— Recorded information —
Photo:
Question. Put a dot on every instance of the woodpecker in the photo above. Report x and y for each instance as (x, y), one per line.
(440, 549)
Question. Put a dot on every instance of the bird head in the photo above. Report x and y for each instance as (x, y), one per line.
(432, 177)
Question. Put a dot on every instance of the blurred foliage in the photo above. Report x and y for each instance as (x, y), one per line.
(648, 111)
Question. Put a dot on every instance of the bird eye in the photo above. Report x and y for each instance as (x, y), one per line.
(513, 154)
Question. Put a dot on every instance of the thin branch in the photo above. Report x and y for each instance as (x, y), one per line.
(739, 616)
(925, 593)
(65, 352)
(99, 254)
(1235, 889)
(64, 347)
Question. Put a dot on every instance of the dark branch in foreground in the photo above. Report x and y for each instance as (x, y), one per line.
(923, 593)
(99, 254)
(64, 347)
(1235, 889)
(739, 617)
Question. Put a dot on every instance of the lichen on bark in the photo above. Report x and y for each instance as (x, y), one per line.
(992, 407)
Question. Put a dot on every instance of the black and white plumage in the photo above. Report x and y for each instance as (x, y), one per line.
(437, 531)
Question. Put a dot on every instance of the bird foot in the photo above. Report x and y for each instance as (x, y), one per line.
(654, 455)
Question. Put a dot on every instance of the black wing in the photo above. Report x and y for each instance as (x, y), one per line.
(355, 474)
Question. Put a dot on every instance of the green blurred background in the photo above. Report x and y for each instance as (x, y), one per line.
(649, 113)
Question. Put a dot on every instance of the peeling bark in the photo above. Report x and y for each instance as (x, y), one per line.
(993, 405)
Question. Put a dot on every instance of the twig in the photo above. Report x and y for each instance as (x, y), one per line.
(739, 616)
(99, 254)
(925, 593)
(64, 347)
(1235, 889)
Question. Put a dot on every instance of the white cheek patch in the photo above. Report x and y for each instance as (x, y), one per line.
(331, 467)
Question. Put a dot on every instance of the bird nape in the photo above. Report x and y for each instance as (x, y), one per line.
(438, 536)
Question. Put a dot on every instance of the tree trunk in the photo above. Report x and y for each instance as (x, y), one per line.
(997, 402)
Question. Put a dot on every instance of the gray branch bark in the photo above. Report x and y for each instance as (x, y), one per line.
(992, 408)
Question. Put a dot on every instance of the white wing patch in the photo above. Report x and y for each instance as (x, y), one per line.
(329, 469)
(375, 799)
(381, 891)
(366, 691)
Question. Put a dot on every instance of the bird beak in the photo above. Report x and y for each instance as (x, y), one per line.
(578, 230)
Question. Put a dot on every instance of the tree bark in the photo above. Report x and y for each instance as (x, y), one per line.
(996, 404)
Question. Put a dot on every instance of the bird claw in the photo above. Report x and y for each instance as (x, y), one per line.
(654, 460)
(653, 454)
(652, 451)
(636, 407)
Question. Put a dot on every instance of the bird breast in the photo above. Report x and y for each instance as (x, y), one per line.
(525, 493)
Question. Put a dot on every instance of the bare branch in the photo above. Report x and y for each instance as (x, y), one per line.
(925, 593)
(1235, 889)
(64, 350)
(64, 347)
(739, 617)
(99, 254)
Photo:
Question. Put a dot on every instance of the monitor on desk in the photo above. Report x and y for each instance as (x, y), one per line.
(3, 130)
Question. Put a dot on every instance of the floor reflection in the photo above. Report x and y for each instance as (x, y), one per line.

— What to do —
Restate the entries. Match them exactly.

— Finished task —
Photo:
Question. Put a dot on every instance of the woodpecker in the photo above. Report x and y for each instance as (x, y), one per line.
(440, 549)
Question. Put a dot on every instance of the bird head in the photo above. Report x and y for each instance as (x, y), one per line.
(432, 177)
Question. Put a dot on every instance of the blurred foliage in the photo above. Report x and y for each instance as (x, y), one per line.
(648, 111)
Question. Put a dot on every instance of the bird eye in the photo above. Report x and y for each instance as (x, y), one per line.
(513, 154)
Question. Put a dot on every instance of the thin branch in the photo above. Report x and y for each instance as (x, y), one per line.
(739, 616)
(925, 593)
(65, 352)
(99, 254)
(1235, 889)
(64, 347)
Question. Put a dot on every instance of the dark branch in foreground in the photo above. Report x and y for each instance as (x, y), one per line.
(923, 593)
(99, 254)
(64, 347)
(1235, 889)
(739, 617)
Question. Put a dot on every instance of the lichen on bark in the photo above. Report x and y for each instance as (x, y), one per line.
(992, 407)
Question. Put a dot on every instance of the black and white plumage in the photo above. Report x and y for each instance as (x, y), one per line.
(437, 531)
Question. Put a dot on every instance of the bird foot in the photo above. Report x and y for each instance as (x, y), one per line.
(654, 455)
Question. Put a dot on every instance of the black wing in the photo above. Report x and y for each instance as (x, y), one per line.
(355, 474)
Question. Put a dot on every instance of the green blurred background in the photo above. Report x and y for each instance as (x, y), one per line.
(649, 113)
Question. Put a dot on every instance of the peeling bark in the photo above. Report x and y for each instance as (x, y), one per line.
(993, 405)
Question. Put a dot on every instance of the twig in the photo above. Report x and y for each instance as (x, y), one per line.
(739, 616)
(99, 254)
(925, 593)
(64, 347)
(1235, 889)
Question. Put a dot on every instance of the white cheek patch in the photo above. Report x and y for each instance as (x, y), one per line.
(331, 467)
Question. Put a dot on every instance of the bird nape in the photo above. Report x and y for each instance as (x, y), one per line.
(438, 536)
Question. Put a dot on every instance of the tree trunk in the photo above. Report x and y for each instance as (x, y), one per line.
(997, 402)
Question. Put a dot on every instance of the gray branch bark in the photo above. Report x and y for each instance as (x, y), one per line.
(992, 408)
Question. Put a dot on every instance of the white wing patch in the photo above. Report x and y for each instance as (x, y), one per line.
(329, 469)
(375, 799)
(381, 891)
(366, 691)
Question. Put a dot on every instance of the bird beak in the photo above. Report x and y for each instance as (x, y), one per line.
(578, 230)
Question. Put a dot on every instance of the tree bark in the photo above. Report x and y for each instance as (x, y), one per line.
(996, 404)
Question. Put a dot on every instance of the bird claw in the photo above. Report x and y for each instance as (x, y), one per line.
(654, 460)
(653, 454)
(652, 451)
(636, 407)
Question. Put a dot on every instance of the bird breast in the photo above. Report x and y for each instance as (x, y), one per line.
(525, 493)
Question. Put a dot on every instance of the bare branch in the photo above. Report x and y for each instance as (x, y), one per line.
(925, 593)
(1235, 889)
(64, 350)
(64, 347)
(739, 617)
(99, 254)
Photo:
Question. Put a dot on every instance of the monitor on desk in the photo above. Report x and y for each instance as (x, y), one per line.
(3, 130)
Question. Put a dot on every instance of the floor reflection in the photo above. Report x and y for each instance as (x, y), one per line.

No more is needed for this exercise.